When the line with "of the open" is found, repeat it and all lines that follow it exactly, stopping at the end of the listing.

**STORED DATA**
== Segment start ==
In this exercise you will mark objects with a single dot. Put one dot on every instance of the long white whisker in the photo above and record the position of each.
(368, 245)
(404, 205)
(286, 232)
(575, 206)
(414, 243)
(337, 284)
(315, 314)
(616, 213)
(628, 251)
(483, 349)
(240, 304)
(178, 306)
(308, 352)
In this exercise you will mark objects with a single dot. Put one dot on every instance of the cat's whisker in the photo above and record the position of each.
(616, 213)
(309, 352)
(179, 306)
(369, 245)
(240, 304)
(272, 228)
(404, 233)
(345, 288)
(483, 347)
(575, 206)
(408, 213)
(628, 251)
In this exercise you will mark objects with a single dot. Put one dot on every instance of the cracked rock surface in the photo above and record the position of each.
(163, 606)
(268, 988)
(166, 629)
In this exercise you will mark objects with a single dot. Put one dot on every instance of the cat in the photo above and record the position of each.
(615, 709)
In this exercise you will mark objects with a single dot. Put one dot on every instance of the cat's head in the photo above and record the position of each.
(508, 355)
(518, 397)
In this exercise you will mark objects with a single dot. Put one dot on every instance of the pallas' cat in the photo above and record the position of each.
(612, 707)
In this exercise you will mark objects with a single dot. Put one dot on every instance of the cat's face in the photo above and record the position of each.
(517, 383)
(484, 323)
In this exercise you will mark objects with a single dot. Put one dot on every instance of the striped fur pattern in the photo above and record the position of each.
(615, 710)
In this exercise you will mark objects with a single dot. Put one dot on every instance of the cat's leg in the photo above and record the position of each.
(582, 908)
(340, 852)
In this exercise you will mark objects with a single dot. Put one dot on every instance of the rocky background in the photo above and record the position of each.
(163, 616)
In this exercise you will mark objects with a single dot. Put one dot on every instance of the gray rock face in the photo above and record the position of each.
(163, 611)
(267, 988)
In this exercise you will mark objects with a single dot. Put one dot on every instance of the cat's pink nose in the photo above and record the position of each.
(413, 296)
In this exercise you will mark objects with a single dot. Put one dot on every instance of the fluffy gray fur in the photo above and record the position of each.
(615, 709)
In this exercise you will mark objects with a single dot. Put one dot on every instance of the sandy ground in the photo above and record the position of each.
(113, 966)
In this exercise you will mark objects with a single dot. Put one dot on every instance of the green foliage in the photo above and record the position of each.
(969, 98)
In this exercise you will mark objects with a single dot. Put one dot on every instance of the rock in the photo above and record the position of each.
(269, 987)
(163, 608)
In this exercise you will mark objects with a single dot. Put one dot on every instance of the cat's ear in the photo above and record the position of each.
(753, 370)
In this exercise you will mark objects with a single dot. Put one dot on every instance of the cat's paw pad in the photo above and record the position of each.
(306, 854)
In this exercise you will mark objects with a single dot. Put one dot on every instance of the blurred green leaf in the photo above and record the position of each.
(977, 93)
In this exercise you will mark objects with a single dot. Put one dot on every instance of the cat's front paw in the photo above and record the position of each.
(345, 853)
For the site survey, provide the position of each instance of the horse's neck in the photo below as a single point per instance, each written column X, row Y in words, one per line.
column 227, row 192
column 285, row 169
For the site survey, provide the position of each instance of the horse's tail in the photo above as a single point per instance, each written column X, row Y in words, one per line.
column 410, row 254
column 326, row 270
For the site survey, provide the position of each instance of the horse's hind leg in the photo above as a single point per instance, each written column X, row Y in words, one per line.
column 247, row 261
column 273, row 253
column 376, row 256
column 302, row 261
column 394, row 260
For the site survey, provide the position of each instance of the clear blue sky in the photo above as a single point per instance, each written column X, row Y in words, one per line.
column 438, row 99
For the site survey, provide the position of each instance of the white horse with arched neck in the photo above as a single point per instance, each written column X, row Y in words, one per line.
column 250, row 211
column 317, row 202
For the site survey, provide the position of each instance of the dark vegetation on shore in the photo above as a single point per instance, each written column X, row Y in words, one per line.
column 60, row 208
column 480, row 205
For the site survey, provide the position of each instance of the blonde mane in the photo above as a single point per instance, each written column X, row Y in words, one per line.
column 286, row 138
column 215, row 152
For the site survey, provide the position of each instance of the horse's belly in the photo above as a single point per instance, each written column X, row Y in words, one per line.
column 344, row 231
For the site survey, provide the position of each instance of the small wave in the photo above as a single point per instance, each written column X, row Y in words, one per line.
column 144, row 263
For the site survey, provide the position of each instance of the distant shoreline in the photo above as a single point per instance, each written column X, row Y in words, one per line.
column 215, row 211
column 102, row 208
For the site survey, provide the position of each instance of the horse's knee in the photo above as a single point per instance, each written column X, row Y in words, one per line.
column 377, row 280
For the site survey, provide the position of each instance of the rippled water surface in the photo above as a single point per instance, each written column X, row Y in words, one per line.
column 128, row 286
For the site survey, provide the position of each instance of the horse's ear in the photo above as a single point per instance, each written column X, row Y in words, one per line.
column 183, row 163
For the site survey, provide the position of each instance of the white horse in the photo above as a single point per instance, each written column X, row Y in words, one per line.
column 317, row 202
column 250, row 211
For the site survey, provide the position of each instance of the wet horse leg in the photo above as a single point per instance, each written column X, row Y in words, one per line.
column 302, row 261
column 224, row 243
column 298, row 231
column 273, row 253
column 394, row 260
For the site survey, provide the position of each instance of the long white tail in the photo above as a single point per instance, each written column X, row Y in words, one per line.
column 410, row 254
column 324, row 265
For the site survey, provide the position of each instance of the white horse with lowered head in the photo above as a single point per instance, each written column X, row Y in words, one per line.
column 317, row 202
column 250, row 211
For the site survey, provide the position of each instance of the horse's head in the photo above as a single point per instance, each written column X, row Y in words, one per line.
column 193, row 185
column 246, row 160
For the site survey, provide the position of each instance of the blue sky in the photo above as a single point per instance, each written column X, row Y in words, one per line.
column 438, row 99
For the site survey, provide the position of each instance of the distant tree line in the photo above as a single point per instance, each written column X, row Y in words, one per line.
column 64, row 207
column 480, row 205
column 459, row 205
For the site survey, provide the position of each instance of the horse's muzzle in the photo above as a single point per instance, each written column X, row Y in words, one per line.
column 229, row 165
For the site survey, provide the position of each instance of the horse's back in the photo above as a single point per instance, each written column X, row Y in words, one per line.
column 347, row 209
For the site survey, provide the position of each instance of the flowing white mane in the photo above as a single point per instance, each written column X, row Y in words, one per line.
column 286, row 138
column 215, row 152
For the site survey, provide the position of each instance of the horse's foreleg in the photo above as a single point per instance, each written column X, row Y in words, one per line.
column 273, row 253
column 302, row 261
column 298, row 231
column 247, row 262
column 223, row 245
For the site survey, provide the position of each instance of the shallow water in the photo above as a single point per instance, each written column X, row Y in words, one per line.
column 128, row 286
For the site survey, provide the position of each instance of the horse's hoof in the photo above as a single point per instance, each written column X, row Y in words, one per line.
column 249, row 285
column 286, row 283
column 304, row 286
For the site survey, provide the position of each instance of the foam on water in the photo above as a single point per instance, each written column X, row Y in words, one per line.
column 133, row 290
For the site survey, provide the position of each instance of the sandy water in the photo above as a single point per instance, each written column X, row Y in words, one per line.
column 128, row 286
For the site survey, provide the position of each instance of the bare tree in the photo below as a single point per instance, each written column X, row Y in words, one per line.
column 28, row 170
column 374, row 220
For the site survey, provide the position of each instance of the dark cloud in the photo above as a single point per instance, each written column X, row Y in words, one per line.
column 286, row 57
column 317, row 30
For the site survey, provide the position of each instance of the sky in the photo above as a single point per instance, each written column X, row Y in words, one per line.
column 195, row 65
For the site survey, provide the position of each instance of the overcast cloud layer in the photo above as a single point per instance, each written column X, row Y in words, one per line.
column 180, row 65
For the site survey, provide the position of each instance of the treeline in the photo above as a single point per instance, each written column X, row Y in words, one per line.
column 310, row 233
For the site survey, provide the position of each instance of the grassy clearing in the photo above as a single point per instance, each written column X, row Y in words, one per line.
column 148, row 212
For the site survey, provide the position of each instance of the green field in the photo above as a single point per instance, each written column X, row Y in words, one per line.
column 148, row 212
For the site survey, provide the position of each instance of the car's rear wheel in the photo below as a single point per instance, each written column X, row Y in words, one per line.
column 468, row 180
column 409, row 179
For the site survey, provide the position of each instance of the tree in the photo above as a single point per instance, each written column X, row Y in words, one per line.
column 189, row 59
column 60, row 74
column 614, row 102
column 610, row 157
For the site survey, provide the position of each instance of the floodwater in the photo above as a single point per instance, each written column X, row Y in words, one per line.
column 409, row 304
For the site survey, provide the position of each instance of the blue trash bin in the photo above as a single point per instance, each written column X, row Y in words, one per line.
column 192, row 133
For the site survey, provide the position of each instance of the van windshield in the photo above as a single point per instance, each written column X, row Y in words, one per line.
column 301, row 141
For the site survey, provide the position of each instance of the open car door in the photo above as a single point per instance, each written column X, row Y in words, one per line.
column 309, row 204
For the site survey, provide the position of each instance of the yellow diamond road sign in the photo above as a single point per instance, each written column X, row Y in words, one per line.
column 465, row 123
== Segment end ==
**RESULT**
For the site survey, provide the position of each instance of the open car door in the photo above as a single point per instance, each written column X, row Y in words, one per line.
column 309, row 204
For the site survey, provide the position of each instance of the yellow diamond road sign in the photo above as a single point per instance, each written column X, row Y in words, one per line.
column 465, row 123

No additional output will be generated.